» **WRITTEN EXERCISE**
Output all of the entries exactly as written.

» **DATA LISTING**
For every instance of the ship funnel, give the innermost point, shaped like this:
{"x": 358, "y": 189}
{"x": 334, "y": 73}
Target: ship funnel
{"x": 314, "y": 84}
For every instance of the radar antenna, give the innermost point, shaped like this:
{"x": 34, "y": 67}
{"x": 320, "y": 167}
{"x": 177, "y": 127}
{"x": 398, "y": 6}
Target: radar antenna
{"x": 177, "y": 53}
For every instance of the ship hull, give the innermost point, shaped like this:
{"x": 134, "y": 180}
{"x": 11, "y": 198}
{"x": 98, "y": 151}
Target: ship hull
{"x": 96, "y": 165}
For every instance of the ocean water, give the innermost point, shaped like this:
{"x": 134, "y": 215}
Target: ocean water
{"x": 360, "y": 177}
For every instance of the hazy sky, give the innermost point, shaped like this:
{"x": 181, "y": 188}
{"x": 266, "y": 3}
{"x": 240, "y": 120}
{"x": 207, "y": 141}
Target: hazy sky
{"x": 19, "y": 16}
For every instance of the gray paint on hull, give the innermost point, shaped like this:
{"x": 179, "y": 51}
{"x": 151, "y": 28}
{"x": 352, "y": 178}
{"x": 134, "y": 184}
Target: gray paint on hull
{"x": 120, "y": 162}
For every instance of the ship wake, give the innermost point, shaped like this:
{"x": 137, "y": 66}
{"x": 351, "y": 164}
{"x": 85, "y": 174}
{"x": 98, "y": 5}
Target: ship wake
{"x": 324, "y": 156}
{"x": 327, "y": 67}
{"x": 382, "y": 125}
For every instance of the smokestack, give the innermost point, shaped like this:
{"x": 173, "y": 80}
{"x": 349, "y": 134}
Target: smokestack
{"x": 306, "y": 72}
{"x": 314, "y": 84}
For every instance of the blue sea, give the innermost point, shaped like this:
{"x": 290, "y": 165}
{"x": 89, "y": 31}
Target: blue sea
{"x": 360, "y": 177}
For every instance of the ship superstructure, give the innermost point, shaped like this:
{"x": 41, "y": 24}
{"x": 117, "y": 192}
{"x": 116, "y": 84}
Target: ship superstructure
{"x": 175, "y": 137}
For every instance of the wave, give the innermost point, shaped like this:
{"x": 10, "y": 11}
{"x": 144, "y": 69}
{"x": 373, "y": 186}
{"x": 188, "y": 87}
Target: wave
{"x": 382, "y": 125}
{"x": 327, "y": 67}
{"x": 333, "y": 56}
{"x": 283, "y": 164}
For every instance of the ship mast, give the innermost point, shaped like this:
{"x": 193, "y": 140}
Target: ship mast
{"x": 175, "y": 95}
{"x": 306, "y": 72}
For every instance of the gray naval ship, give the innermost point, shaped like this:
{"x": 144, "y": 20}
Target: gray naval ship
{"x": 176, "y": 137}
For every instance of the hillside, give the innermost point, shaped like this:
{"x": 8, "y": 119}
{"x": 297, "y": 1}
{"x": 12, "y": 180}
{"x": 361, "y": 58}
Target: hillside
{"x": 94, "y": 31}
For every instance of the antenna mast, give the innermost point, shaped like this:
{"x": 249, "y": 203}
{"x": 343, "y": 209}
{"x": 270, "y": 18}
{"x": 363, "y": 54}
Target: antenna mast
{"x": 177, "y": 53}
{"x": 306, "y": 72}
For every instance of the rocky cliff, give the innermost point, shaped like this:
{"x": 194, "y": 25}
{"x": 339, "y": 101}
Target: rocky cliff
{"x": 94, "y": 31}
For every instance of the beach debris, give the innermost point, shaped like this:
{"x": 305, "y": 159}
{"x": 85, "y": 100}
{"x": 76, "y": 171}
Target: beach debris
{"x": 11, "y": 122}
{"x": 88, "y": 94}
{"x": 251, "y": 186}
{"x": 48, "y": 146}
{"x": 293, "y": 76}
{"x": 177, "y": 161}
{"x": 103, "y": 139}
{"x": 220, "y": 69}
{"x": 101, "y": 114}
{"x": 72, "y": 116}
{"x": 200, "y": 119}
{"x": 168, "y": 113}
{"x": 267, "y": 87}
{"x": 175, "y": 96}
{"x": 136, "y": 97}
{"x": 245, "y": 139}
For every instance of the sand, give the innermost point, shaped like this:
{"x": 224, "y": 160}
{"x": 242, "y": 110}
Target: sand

» **RESULT**
For every instance of the ship funnel, give the innermost point, shaped like this:
{"x": 358, "y": 189}
{"x": 334, "y": 73}
Target: ship funnel
{"x": 314, "y": 84}
For every instance of the radar antenna, give the innermost point, shaped like this:
{"x": 34, "y": 67}
{"x": 320, "y": 167}
{"x": 177, "y": 127}
{"x": 398, "y": 6}
Target: radar antenna
{"x": 177, "y": 53}
For every instance of the ship hull, give the innermost point, shaped like this:
{"x": 134, "y": 180}
{"x": 11, "y": 198}
{"x": 98, "y": 151}
Target: ship hull
{"x": 96, "y": 165}
For every instance of the ocean water, give the innermost point, shaped like this:
{"x": 134, "y": 215}
Target: ocean water
{"x": 360, "y": 177}
For every instance of the hazy sky, give the innermost point, shaped like this:
{"x": 181, "y": 188}
{"x": 266, "y": 3}
{"x": 240, "y": 120}
{"x": 207, "y": 141}
Target: hazy sky
{"x": 19, "y": 16}
For every instance of the gray paint on hull, give the innermost point, shaped like this:
{"x": 179, "y": 51}
{"x": 151, "y": 28}
{"x": 352, "y": 178}
{"x": 134, "y": 184}
Target: gray paint on hull
{"x": 120, "y": 162}
For every instance of the ship wake, give the innermost point, shaped like this:
{"x": 137, "y": 66}
{"x": 351, "y": 164}
{"x": 85, "y": 174}
{"x": 98, "y": 5}
Target: ship wake
{"x": 324, "y": 156}
{"x": 327, "y": 67}
{"x": 382, "y": 125}
For every instance of the smokestack, give the innermost point, shaped like this:
{"x": 173, "y": 80}
{"x": 349, "y": 134}
Target: smokestack
{"x": 306, "y": 72}
{"x": 314, "y": 84}
For every instance of the blue sea, give the innermost point, shaped like this:
{"x": 290, "y": 165}
{"x": 89, "y": 31}
Target: blue sea
{"x": 360, "y": 177}
For every instance of the ship superstructure, give the innermost point, shaped like this:
{"x": 41, "y": 24}
{"x": 117, "y": 192}
{"x": 116, "y": 84}
Target: ship superstructure
{"x": 175, "y": 137}
For every instance of the wave, give the innermost point, shaped like this:
{"x": 10, "y": 11}
{"x": 144, "y": 69}
{"x": 373, "y": 186}
{"x": 188, "y": 87}
Target: wave
{"x": 382, "y": 125}
{"x": 327, "y": 67}
{"x": 333, "y": 56}
{"x": 283, "y": 164}
For every instance of the ship mast, give the innermost point, shaped like this:
{"x": 193, "y": 140}
Target: ship mast
{"x": 175, "y": 95}
{"x": 306, "y": 72}
For every instance of the gray naval ship, give the innermost point, shaped like this:
{"x": 144, "y": 20}
Target: gray naval ship
{"x": 176, "y": 137}
For every instance of the hillside, give the innermost point, shaped like this:
{"x": 8, "y": 119}
{"x": 297, "y": 1}
{"x": 12, "y": 180}
{"x": 361, "y": 58}
Target: hillside
{"x": 94, "y": 31}
For every instance of the antenna mast, give the innermost point, shaped like this:
{"x": 249, "y": 203}
{"x": 343, "y": 209}
{"x": 270, "y": 18}
{"x": 363, "y": 54}
Target: antenna mast
{"x": 177, "y": 53}
{"x": 306, "y": 72}
For every instance of the rocky cliff, give the innermost point, shaped like this:
{"x": 194, "y": 25}
{"x": 339, "y": 101}
Target: rocky cliff
{"x": 94, "y": 31}
For every instance of the beach debris, give the innermost point, shaped like this:
{"x": 305, "y": 159}
{"x": 85, "y": 100}
{"x": 76, "y": 171}
Target: beach debris
{"x": 11, "y": 122}
{"x": 88, "y": 94}
{"x": 251, "y": 186}
{"x": 48, "y": 146}
{"x": 293, "y": 76}
{"x": 177, "y": 161}
{"x": 103, "y": 139}
{"x": 220, "y": 69}
{"x": 101, "y": 114}
{"x": 72, "y": 116}
{"x": 200, "y": 119}
{"x": 168, "y": 113}
{"x": 267, "y": 87}
{"x": 175, "y": 96}
{"x": 136, "y": 97}
{"x": 245, "y": 139}
For every instance of the sand, give the innermost point, shaped like this:
{"x": 224, "y": 160}
{"x": 242, "y": 110}
Target: sand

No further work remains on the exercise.